◆ **TASK**
All of the records must be repeated exactly.

◆ **INPUT RECORDS**
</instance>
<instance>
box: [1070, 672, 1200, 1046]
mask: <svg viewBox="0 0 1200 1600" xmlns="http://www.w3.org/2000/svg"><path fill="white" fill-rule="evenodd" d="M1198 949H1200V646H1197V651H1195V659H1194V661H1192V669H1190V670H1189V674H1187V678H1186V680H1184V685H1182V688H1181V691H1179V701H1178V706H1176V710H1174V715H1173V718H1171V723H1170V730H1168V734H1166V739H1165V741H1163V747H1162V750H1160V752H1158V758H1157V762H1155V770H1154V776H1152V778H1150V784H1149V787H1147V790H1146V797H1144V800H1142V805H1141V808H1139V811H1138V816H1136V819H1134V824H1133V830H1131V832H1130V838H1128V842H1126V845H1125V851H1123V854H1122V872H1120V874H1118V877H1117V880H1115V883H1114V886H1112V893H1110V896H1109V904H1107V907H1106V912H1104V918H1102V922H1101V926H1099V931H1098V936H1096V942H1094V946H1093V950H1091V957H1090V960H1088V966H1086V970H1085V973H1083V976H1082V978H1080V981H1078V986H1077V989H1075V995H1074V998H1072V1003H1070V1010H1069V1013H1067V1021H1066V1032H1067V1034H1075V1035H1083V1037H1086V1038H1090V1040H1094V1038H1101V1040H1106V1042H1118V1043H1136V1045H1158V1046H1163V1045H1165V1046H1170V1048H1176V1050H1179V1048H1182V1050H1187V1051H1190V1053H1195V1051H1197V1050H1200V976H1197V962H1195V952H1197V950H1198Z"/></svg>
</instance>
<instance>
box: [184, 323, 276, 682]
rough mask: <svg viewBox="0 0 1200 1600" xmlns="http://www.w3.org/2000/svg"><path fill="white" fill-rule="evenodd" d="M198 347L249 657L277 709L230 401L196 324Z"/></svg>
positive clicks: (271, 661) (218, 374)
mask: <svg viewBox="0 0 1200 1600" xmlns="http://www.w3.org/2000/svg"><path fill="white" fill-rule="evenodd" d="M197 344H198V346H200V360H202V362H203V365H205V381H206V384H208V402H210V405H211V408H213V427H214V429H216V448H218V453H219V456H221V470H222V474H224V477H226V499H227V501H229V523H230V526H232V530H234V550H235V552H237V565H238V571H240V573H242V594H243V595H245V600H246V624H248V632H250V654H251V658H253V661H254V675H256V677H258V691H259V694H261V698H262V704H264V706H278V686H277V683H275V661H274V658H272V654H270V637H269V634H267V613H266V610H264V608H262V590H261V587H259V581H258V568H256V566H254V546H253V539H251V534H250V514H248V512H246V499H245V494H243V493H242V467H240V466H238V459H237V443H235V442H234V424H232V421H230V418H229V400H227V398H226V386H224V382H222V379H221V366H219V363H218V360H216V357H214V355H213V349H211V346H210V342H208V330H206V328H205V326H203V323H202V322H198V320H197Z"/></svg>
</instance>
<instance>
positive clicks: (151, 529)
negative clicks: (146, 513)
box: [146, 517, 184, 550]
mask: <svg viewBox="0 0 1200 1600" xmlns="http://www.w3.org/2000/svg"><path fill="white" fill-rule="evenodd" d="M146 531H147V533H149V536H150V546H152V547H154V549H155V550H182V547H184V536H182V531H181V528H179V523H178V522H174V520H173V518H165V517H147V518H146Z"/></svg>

◆ **SOLUTION FOR THIS TASK**
</instance>
<instance>
box: [1070, 672, 1200, 1046]
mask: <svg viewBox="0 0 1200 1600" xmlns="http://www.w3.org/2000/svg"><path fill="white" fill-rule="evenodd" d="M1198 949H1200V646H1197V651H1195V659H1194V661H1192V669H1190V670H1189V674H1187V678H1186V680H1184V685H1182V688H1181V691H1179V701H1178V706H1176V710H1174V715H1173V718H1171V723H1170V730H1168V734H1166V739H1165V741H1163V747H1162V750H1160V752H1158V758H1157V762H1155V770H1154V776H1152V778H1150V784H1149V787H1147V790H1146V797H1144V800H1142V805H1141V808H1139V811H1138V816H1136V819H1134V824H1133V830H1131V832H1130V838H1128V842H1126V845H1125V851H1123V854H1122V872H1120V874H1118V877H1117V880H1115V883H1114V886H1112V893H1110V896H1109V904H1107V907H1106V912H1104V918H1102V922H1101V926H1099V931H1098V936H1096V942H1094V946H1093V950H1091V957H1090V960H1088V966H1086V970H1085V973H1083V976H1082V978H1080V981H1078V986H1077V989H1075V995H1074V998H1072V1003H1070V1010H1069V1013H1067V1021H1066V1032H1067V1034H1075V1035H1083V1037H1086V1038H1090V1040H1094V1038H1101V1040H1106V1042H1118V1043H1136V1045H1158V1046H1163V1045H1165V1046H1170V1048H1176V1050H1179V1048H1182V1050H1187V1051H1190V1053H1195V1051H1197V1050H1200V976H1197V962H1195V952H1197V950H1198Z"/></svg>
</instance>
<instance>
box: [184, 323, 276, 682]
rough mask: <svg viewBox="0 0 1200 1600" xmlns="http://www.w3.org/2000/svg"><path fill="white" fill-rule="evenodd" d="M198 347L249 657L277 709L230 401L196 324Z"/></svg>
positive clicks: (271, 661) (218, 374)
mask: <svg viewBox="0 0 1200 1600" xmlns="http://www.w3.org/2000/svg"><path fill="white" fill-rule="evenodd" d="M197 344H198V346H200V360H202V362H203V365H205V381H206V384H208V402H210V405H211V408H213V427H214V429H216V448H218V453H219V456H221V470H222V474H224V477H226V499H227V501H229V523H230V526H232V530H234V550H235V552H237V565H238V571H240V573H242V594H243V595H245V600H246V624H248V632H250V654H251V658H253V661H254V675H256V677H258V691H259V694H261V698H262V704H264V706H278V686H277V683H275V661H274V658H272V654H270V637H269V634H267V613H266V610H264V608H262V590H261V587H259V581H258V568H256V566H254V546H253V539H251V534H250V514H248V512H246V499H245V494H243V493H242V467H240V466H238V459H237V443H235V442H234V424H232V421H230V418H229V400H227V398H226V386H224V382H222V379H221V366H219V363H218V360H216V357H214V355H213V349H211V346H210V342H208V330H206V328H205V326H203V323H202V322H198V320H197Z"/></svg>
</instance>
<instance>
positive clicks: (151, 529)
negative clicks: (146, 513)
box: [146, 517, 184, 550]
mask: <svg viewBox="0 0 1200 1600" xmlns="http://www.w3.org/2000/svg"><path fill="white" fill-rule="evenodd" d="M146 531H147V533H149V536H150V546H152V547H154V549H155V550H182V547H184V536H182V531H181V528H179V523H178V522H174V520H173V518H165V517H147V518H146Z"/></svg>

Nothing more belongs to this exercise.